§ **Excerpt to read**:
MiMo V2.5 · Model guide

MiMo V2.5

A natively omni-modal open-source agent model

Architecture

310B

15B active sparse MoE

Context window

tokens

Max output

128K

tokens

License

MIT

Commercial · retrainable

Omni-modal understanding

Mixed text-image docs, chart QA, long-video understanding

Multimodal agents

Agent tasks in screenshot / UI environments

Long context

1M context for retrieval over large source sets

The model natively supports text / image / audio / video; the CrossModel gateway currently exposes text and image input with text output.

Overview

MiMo-V2.5 is a natively omni-modal agent model open-sourced (MIT license) by Xiaomi's MiMo team in April 2026, alongside the flagship MiMo-V2.5-Pro. It unifies understanding of text, image, audio, and video in one model — a "single model for multimodality + agents" approach — with a 310B total / 15B active sparse MoE and a native 1M token context window.

§ **Work item A**:
Answer these questions about the MiMo V2.5 model guide:
(i) Under what license is the model released?
(ii) What input and output types does the CrossModel gateway currently expose?
(iii) Which team open-sourced the model, and in what month and year?
§ **Work item B**: Rewrite the part of the MiMo V2.5 model guide that begins at the words "Omni-modal understanding" and stops after "with text output.", swapping "screenshot" for "desktop".
§ **Work item C**: Write the next part of the MiMo V2.5 model guide, picking up after its final sentence.

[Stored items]
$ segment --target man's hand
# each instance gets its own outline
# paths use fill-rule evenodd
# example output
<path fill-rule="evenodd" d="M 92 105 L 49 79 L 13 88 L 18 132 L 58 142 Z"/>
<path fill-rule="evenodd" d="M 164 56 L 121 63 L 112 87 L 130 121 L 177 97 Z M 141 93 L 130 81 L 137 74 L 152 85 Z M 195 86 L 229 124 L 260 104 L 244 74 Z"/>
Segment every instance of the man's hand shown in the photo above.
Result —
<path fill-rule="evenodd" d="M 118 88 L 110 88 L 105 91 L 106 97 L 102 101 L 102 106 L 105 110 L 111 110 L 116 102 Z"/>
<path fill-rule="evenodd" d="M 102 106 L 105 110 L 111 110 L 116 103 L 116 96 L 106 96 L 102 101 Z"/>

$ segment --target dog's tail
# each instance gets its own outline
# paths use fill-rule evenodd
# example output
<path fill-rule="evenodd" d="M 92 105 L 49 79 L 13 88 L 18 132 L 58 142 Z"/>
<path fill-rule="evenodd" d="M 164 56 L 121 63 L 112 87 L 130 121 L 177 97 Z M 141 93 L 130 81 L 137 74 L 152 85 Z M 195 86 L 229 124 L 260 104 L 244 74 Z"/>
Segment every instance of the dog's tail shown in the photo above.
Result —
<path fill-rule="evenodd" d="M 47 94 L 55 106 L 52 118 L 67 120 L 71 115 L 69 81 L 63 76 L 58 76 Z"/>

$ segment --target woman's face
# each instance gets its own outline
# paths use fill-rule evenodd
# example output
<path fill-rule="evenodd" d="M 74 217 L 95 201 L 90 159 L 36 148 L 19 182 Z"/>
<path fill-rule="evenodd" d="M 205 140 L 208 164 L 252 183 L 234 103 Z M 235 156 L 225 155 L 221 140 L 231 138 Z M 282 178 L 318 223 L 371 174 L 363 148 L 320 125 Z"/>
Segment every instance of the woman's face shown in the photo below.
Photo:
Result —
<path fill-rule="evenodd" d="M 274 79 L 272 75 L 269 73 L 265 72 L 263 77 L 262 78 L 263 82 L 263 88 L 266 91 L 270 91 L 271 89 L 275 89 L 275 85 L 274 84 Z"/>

§ **Written response A**:
(i) MIT
(ii) Text and image input, with text output
(iii) Xiaomi's MiMo team, in April 2026

§ **Written response B**:
Omni-modal understanding

Mixed text-image docs, chart QA, long-video understanding

Multimodal agents

Agent tasks in desktop / UI environments

Long context

1M context for retrieval over large source sets

The model natively supports text / image / audio / video; the CrossModel gateway currently exposes text and image input with text output.

§ **Written response C**:
Unlike approaches that bolt vision onto a text model, MiMo-V2.5's multimodality is trained natively, so its image and video scores do not come at the cost of its coding and agent abilities.

Key capabilities

Dimension	Detail
Context window	1,000,000 tokens
Max output	128,000 tokens
Input modalities	Text, image (model also natively supports audio / video)
Output modalities	Text
Architecture	310B total / 15B active sparse MoE
Tools	function calling, JSON output, streaming, Thinking, vision

The open-source model natively supports text / image / audio / video; the CrossModel gateway currently exposes text and image input with text output. See current pricing in the model catalog.

Benchmarks

MiMo-V2.5's evaluation axis is omni-modal coverage: lead on image and video understanding, hold coding and agent ability at a usable level for its size, and stay stable in million-token context.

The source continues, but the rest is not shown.